### Work to complete:
In how many lines of the listing does the word "purple" appear? Reply with the number only.

### Study material:
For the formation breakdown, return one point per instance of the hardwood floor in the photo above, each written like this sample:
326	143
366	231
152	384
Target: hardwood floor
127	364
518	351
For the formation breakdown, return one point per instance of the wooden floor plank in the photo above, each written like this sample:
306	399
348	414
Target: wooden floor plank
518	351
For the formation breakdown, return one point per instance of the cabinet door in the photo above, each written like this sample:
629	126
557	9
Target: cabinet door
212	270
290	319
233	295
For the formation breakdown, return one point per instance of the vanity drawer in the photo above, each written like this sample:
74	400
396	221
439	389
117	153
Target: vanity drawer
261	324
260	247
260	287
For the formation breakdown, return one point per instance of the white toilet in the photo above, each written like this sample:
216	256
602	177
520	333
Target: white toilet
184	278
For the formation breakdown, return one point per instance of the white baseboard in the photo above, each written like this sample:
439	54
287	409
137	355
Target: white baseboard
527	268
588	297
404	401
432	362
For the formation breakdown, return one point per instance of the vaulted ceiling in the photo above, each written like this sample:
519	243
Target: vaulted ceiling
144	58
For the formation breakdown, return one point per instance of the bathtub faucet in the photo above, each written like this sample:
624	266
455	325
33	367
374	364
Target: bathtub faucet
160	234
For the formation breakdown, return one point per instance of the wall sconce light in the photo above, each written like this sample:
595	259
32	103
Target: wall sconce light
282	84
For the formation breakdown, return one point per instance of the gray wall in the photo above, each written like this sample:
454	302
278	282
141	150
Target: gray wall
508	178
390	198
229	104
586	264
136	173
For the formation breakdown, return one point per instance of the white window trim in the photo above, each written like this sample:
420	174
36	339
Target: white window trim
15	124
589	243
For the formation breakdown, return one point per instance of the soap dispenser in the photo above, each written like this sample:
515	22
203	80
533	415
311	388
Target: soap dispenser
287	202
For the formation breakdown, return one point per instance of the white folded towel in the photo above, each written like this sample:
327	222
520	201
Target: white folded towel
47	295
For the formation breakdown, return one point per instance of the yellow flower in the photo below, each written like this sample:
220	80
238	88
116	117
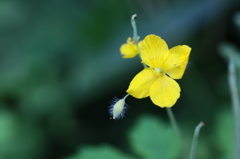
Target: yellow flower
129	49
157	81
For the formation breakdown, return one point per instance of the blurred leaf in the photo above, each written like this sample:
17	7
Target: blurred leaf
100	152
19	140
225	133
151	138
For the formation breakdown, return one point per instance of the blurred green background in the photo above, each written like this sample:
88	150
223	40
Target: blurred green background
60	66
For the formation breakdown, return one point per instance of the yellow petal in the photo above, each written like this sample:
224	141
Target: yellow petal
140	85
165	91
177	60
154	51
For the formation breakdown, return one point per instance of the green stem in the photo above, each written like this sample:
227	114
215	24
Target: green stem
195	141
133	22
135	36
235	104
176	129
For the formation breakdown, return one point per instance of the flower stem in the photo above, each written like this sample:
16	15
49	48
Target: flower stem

---

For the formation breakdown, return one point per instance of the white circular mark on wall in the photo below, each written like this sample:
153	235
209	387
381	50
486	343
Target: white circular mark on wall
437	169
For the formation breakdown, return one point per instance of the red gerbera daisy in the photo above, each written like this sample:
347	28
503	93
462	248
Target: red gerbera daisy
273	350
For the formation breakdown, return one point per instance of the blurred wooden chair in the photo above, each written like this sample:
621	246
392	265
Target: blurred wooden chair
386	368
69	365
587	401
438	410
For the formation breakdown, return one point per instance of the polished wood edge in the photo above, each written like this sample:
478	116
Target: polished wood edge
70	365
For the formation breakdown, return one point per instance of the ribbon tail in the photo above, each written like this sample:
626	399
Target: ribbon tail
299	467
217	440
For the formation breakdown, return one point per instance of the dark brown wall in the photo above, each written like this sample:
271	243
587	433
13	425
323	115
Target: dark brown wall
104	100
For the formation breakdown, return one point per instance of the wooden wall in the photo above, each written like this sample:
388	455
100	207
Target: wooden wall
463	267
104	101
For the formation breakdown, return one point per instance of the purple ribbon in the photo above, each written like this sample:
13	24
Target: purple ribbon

### Solution:
2